Dataset entries
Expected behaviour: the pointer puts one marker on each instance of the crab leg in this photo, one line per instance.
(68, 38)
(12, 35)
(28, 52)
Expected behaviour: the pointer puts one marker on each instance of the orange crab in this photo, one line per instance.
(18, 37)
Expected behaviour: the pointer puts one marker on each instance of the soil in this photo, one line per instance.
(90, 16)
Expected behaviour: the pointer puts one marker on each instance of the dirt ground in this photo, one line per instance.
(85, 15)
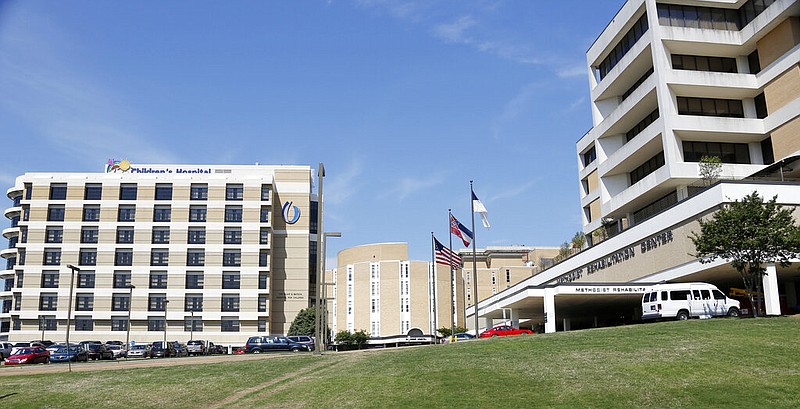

[WHAT TO WORK ON] Reproduce every line of the material above word for word, omitting the pictures.

[REPLY TO THE EXERCISE]
Expected behaviour: the pointer puts one marker on each instance of the crab leg in this photo, one line per instance.
(68, 38)
(12, 35)
(28, 52)
Expected behaviour: the pointer puts one marker on each instance of the orange crab in this photo, one line per instance.
(18, 37)
Expected behaviour: the pointer puts one marker on each instance of the soil in this photo, one line per instance.
(90, 16)
Expected behaviour: the pointer puts one marker on each instance of the dirt ground in this photo, one line per instance.
(85, 15)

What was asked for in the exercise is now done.